[DESCRIPTION OF THE TASK] Every line that contains the word "below" is to be copied from the listing.

-- DATA FOR THIS EXERCISE follows --

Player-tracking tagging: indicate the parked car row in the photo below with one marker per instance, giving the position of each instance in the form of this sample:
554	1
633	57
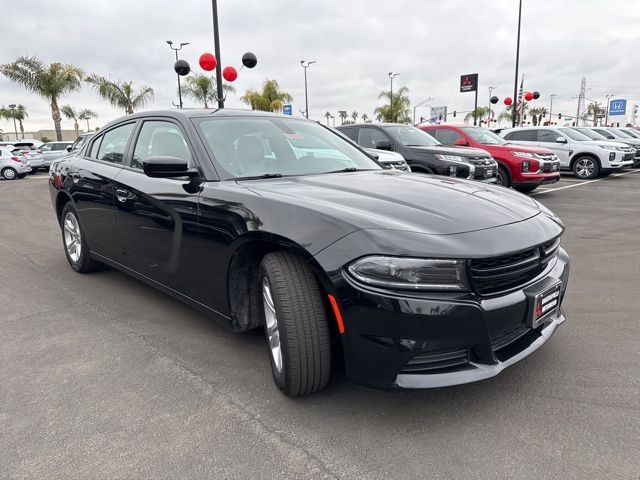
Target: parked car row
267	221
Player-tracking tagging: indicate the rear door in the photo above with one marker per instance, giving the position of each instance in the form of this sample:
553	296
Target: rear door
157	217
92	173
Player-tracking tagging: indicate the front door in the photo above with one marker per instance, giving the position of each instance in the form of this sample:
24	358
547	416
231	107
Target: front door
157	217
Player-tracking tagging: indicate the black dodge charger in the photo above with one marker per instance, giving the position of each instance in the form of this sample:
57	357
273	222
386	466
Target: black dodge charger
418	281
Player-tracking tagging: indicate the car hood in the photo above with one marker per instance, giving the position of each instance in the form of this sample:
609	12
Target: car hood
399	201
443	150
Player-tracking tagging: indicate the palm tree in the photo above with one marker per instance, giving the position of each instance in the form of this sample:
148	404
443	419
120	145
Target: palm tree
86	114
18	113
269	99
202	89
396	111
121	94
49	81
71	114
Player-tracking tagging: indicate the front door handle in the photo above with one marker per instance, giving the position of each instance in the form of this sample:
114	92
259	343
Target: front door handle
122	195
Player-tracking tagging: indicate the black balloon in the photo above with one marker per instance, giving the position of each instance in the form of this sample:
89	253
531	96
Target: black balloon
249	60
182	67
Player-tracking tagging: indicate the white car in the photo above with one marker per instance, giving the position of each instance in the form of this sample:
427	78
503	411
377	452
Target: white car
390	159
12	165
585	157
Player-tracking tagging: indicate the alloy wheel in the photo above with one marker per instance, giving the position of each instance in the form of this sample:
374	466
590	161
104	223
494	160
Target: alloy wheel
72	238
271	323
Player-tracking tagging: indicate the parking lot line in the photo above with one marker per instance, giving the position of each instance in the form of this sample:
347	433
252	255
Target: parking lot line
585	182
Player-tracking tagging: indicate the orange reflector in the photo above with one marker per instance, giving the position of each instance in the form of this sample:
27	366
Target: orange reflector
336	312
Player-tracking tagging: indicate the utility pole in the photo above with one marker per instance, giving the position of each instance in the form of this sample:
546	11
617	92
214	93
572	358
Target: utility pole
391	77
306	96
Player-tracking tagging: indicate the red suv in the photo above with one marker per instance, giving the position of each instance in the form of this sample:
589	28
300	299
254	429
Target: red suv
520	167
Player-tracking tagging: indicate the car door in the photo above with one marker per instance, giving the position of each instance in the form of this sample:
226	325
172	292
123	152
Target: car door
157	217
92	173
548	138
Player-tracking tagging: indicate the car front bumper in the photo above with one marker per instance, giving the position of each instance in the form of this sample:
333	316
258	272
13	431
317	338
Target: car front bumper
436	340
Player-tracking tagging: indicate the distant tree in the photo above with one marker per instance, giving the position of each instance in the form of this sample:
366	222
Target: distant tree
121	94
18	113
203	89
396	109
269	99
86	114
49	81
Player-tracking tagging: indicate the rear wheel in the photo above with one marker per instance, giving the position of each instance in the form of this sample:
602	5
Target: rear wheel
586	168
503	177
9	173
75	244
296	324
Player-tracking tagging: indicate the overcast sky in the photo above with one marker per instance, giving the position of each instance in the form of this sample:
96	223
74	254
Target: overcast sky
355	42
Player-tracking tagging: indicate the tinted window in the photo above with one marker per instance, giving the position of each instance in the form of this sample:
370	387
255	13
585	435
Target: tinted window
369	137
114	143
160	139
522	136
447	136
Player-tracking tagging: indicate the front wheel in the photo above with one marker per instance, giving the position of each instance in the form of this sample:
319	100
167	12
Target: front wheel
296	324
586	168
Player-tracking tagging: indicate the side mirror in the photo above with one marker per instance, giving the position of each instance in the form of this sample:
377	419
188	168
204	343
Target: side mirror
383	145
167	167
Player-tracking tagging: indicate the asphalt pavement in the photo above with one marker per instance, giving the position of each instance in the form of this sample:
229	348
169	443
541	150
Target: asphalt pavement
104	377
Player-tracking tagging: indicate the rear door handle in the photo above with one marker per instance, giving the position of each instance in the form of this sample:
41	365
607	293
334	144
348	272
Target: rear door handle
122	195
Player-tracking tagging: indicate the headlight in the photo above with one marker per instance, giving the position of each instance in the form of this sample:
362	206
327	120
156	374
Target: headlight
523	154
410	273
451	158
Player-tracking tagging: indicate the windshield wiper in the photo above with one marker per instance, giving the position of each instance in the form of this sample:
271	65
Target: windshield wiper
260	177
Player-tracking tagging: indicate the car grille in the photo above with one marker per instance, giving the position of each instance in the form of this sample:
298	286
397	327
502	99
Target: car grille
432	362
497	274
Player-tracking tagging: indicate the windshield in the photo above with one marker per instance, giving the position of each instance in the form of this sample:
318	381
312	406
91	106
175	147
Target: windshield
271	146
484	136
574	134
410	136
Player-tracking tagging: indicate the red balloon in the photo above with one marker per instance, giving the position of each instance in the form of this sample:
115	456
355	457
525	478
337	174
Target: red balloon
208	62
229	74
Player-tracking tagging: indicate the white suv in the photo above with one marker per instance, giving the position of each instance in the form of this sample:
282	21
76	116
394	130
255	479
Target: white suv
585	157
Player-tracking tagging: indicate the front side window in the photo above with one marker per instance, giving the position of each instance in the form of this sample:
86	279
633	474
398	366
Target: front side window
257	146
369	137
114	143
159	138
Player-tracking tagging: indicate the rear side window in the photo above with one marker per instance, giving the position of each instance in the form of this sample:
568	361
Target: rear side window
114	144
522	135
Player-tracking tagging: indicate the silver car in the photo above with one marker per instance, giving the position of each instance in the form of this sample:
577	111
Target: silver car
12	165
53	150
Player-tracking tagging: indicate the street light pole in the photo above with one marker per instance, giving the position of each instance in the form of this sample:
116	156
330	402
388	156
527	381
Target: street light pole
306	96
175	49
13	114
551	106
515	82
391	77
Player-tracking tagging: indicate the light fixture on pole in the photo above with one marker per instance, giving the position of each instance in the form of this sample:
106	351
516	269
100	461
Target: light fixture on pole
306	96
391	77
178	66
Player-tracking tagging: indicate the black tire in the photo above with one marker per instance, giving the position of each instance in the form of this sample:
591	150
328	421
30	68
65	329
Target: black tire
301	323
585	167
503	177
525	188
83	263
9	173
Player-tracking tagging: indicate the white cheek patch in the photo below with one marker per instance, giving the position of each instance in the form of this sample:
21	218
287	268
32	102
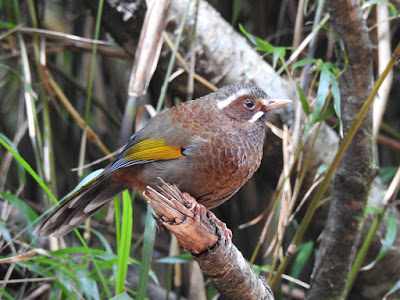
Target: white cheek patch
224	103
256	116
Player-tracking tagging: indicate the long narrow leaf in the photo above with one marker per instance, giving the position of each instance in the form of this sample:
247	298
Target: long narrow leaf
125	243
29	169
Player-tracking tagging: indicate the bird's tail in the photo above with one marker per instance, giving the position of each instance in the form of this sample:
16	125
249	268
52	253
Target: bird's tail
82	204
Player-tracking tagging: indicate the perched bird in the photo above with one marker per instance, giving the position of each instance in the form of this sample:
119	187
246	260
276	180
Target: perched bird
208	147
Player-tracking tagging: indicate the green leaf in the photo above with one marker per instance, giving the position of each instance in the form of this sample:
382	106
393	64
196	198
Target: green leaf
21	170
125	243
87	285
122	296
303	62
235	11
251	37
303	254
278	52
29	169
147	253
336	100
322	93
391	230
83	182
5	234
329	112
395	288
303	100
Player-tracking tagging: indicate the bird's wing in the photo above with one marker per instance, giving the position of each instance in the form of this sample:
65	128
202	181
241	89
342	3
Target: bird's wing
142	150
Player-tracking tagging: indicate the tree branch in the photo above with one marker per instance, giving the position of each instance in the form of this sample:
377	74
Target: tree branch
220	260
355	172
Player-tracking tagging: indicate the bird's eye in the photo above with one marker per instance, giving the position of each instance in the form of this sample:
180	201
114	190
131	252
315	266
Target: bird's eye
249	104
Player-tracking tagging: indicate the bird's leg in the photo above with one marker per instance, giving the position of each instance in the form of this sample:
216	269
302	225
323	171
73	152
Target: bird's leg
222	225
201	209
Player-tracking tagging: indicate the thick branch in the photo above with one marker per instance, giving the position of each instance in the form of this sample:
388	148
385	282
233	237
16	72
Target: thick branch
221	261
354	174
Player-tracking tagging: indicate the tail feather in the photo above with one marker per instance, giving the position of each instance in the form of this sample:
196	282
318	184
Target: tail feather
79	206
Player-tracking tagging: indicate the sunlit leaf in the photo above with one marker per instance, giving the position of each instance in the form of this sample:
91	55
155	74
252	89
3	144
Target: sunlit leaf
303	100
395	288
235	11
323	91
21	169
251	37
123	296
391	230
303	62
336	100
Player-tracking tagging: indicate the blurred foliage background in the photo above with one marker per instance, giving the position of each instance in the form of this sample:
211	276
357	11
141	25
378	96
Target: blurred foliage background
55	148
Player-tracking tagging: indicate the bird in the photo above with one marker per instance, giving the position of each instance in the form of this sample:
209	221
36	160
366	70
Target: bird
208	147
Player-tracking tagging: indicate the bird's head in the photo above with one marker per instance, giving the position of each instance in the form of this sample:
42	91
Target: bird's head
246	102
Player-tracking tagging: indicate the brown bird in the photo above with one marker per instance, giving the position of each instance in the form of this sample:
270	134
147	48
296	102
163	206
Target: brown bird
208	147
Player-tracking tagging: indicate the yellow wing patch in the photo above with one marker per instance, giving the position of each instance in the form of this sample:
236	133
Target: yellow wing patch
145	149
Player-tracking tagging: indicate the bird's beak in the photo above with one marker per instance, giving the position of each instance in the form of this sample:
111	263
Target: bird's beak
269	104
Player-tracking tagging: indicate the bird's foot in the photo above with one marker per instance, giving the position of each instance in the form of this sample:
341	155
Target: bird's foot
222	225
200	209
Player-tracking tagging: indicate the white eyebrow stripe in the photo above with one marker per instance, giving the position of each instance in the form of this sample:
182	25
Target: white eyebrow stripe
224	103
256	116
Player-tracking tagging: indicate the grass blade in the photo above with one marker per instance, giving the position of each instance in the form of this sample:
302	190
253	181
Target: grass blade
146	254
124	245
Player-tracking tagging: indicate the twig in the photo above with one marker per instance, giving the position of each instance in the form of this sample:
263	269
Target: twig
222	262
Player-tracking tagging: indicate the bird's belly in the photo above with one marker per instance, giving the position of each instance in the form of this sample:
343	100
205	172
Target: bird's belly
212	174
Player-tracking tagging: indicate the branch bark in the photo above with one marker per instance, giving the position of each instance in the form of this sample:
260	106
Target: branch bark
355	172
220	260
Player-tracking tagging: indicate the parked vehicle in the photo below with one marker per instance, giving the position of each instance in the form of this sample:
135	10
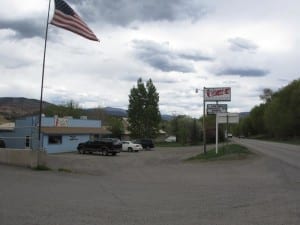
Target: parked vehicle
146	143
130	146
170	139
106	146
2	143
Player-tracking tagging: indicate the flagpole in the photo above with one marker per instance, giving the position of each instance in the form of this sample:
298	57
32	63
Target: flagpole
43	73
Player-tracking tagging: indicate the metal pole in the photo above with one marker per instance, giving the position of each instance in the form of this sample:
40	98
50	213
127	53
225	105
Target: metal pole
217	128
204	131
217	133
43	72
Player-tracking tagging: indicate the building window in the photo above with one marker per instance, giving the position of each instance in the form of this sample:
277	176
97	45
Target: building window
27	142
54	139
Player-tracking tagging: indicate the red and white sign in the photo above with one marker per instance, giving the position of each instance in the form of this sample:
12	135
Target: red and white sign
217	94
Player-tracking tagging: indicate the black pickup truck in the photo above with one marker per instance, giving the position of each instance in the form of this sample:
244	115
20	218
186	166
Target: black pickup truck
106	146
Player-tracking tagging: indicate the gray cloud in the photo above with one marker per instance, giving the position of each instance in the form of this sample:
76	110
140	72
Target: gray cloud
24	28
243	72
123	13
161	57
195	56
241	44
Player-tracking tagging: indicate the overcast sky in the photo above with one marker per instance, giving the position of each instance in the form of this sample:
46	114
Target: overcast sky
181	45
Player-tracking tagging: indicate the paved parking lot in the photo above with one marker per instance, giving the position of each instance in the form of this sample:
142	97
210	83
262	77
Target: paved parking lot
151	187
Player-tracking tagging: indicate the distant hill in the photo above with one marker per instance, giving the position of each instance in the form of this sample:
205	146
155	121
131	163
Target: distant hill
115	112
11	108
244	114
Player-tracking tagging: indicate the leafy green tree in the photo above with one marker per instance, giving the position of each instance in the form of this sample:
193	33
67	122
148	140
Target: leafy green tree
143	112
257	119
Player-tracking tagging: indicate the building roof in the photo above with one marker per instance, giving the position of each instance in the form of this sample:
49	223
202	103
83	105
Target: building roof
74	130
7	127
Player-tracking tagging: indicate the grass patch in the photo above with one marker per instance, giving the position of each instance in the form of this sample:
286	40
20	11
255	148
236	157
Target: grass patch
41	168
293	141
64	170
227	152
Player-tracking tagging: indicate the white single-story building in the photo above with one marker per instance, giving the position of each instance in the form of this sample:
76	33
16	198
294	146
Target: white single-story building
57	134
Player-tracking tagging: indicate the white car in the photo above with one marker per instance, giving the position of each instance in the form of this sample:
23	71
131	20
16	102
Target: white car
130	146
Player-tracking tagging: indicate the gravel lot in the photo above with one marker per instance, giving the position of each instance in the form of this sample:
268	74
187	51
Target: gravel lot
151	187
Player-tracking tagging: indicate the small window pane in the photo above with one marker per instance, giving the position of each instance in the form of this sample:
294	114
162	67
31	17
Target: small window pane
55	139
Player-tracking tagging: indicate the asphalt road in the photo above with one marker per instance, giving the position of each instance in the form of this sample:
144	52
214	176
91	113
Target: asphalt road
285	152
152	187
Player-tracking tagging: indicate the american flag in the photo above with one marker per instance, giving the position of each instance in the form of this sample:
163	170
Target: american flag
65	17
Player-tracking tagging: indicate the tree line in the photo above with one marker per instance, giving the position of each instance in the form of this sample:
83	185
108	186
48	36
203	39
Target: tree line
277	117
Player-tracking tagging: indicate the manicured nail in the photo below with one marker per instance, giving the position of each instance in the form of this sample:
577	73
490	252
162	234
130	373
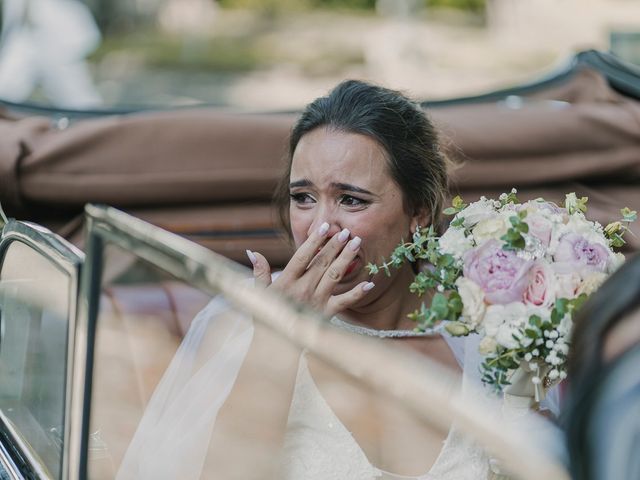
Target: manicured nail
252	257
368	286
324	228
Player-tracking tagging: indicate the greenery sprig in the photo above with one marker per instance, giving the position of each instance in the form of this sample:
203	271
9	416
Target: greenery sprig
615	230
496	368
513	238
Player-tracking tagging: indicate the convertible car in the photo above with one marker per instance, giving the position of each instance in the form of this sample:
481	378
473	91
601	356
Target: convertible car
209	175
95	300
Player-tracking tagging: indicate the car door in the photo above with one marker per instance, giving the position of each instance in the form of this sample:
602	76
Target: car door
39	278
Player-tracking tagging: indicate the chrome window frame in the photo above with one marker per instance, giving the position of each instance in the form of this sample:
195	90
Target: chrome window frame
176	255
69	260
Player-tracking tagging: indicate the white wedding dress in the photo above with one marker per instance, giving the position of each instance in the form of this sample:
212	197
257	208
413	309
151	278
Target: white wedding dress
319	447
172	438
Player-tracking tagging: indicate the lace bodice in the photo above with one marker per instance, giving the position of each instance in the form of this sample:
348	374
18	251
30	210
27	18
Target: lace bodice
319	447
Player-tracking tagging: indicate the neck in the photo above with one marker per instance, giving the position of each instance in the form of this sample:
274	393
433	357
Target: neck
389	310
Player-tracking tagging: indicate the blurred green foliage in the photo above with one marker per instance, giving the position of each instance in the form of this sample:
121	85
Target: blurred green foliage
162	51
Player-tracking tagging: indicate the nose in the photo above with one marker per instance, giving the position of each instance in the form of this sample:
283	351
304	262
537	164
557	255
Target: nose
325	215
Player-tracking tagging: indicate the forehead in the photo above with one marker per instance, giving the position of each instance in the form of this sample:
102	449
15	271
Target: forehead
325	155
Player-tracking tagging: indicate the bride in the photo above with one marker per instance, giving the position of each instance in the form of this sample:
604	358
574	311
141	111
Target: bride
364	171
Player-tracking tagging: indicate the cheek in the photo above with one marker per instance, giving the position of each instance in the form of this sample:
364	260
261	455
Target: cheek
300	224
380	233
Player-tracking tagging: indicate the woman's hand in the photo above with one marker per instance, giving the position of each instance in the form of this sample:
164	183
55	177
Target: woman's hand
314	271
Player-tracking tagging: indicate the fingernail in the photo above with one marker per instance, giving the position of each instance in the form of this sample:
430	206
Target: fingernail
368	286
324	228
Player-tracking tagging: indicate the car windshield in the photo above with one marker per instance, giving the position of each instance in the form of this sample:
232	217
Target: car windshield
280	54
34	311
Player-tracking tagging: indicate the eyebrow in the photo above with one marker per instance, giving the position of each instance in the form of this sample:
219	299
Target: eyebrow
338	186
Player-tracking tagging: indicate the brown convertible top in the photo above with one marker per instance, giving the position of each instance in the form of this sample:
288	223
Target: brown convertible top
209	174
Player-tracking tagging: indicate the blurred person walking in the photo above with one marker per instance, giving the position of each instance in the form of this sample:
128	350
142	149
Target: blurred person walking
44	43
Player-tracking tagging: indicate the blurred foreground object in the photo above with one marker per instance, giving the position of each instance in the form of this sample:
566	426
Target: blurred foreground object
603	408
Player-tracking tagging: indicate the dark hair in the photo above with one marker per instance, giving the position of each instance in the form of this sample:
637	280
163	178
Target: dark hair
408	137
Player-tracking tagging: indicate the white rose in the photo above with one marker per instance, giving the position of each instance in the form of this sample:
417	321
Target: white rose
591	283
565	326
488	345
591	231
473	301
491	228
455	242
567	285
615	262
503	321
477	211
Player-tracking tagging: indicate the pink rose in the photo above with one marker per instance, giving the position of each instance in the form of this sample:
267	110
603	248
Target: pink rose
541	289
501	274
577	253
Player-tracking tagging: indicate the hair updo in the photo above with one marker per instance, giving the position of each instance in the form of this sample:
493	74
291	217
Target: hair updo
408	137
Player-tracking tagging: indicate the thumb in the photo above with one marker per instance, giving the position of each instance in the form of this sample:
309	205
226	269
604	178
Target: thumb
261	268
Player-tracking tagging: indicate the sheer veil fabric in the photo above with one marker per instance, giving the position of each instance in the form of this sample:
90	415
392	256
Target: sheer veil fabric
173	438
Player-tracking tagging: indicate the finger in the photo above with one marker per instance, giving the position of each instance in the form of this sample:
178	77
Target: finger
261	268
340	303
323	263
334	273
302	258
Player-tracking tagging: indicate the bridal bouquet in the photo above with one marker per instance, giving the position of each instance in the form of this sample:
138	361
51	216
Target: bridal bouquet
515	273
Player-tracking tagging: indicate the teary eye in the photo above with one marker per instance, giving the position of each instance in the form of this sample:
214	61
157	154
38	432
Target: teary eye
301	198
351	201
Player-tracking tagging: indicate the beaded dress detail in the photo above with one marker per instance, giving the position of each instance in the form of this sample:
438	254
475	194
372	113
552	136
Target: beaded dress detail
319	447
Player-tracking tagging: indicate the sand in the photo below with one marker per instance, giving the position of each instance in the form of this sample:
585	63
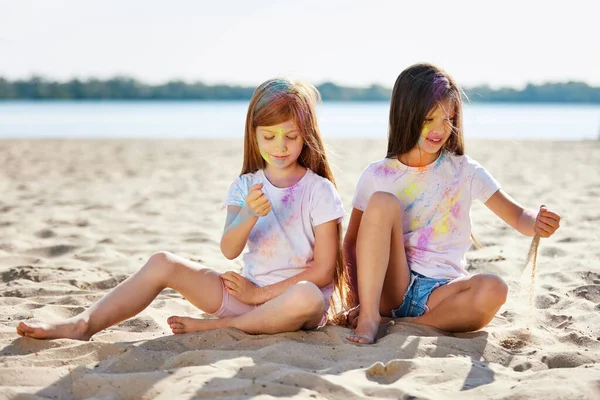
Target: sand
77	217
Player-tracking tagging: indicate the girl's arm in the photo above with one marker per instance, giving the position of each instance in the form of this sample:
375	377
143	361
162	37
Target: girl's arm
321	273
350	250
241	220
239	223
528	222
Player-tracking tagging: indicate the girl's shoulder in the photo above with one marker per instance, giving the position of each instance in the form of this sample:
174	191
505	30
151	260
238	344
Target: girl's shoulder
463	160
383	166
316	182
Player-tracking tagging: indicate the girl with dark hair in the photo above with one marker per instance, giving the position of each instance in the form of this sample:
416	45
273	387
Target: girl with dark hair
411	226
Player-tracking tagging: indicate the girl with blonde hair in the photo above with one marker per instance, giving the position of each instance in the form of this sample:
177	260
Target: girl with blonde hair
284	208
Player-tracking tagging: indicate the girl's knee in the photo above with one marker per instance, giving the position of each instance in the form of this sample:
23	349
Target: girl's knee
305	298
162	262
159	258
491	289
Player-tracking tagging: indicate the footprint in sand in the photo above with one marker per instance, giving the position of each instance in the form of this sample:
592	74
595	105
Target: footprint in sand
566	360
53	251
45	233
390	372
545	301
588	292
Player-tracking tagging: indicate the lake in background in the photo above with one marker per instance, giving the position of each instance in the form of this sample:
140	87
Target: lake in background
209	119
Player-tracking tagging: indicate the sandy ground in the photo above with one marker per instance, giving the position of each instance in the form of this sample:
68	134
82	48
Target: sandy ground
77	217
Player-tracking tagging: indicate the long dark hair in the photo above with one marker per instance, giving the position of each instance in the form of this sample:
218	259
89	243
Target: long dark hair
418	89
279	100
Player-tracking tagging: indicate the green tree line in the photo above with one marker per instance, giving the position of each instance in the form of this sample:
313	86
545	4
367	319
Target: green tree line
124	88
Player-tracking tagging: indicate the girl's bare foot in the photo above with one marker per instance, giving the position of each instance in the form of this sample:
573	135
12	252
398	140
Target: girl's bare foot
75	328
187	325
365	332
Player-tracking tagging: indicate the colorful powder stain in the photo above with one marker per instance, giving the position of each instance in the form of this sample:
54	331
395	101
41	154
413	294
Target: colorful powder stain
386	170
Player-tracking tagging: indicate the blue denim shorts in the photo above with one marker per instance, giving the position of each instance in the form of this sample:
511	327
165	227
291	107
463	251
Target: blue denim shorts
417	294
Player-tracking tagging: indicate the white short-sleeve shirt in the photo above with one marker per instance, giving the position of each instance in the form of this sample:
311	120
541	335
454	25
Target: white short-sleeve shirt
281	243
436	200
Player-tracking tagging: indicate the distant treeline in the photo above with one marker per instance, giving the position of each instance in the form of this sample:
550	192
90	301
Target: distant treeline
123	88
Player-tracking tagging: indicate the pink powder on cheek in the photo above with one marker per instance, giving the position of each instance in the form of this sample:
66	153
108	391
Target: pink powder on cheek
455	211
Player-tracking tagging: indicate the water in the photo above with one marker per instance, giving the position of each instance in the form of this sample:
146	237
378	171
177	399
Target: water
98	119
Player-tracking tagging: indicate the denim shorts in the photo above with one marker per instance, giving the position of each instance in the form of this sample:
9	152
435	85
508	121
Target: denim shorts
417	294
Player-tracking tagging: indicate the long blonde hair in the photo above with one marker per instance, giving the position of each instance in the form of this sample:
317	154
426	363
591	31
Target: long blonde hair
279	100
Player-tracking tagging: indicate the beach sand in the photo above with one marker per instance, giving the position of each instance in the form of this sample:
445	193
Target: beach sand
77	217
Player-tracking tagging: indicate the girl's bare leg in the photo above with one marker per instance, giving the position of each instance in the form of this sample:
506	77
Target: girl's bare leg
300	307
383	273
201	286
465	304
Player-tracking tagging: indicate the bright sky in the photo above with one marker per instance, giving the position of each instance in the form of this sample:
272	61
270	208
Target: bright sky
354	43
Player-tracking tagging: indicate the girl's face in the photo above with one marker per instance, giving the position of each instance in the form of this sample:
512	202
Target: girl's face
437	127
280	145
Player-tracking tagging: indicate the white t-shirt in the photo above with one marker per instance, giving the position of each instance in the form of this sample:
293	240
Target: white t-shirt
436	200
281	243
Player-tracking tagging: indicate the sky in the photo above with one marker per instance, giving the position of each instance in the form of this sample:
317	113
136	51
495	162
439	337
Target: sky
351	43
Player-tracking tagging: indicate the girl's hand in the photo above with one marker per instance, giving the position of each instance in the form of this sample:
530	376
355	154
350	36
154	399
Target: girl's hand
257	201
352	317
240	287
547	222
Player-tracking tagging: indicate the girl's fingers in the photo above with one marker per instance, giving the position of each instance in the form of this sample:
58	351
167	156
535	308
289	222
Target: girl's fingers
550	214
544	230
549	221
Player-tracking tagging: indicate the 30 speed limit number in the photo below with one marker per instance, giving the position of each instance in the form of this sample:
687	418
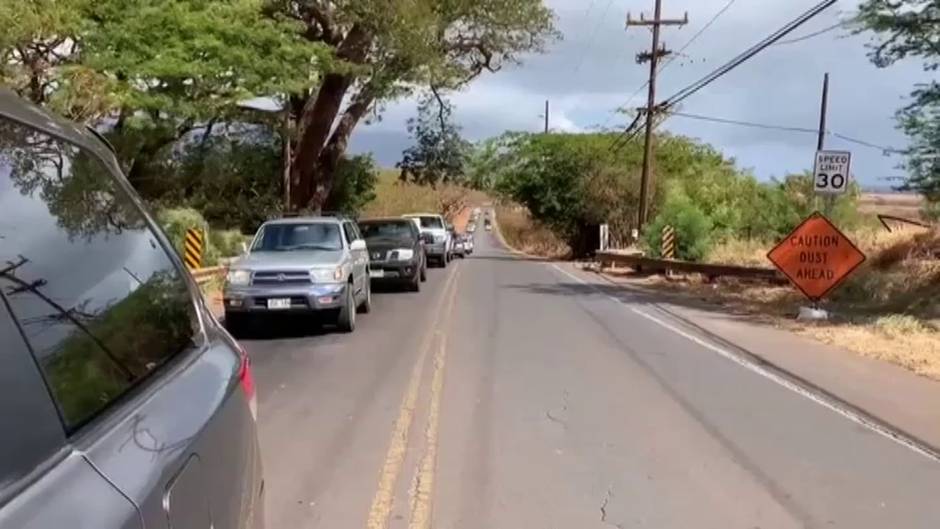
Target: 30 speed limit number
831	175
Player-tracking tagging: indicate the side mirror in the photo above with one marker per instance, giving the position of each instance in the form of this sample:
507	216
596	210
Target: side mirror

-- DATA FOR THIS EXERCISE concluded --

[ANSWER FOR THE TASK]
Player-tracking tagging: indicate the parked car row in the photo below with one marker per instance, giving the position of each instance in the form of this sample:
Player-tracking tagging: indicate the white cheek patch in the photo below with one marker per instance, giving the position of each instance in the form of this sample:
Player-tracking tagging: indicate the parked vehicle in the photo below with one marker per instance, giving the position of each instance in the form of this sample:
Player-tracking tagging: indicate the manicured nail in the photo below with one marker per instance, giving the position of each instance in the form of this sample:
Player-tracking tagging: indicate the sand in the photo below with one marker per instance, giving the position of each instance in the form of this sample:
Player-tracking tagging: indicate the 30 speed limit number in the photo below with one marker per instance, giving the position of each instance in the form of this sample:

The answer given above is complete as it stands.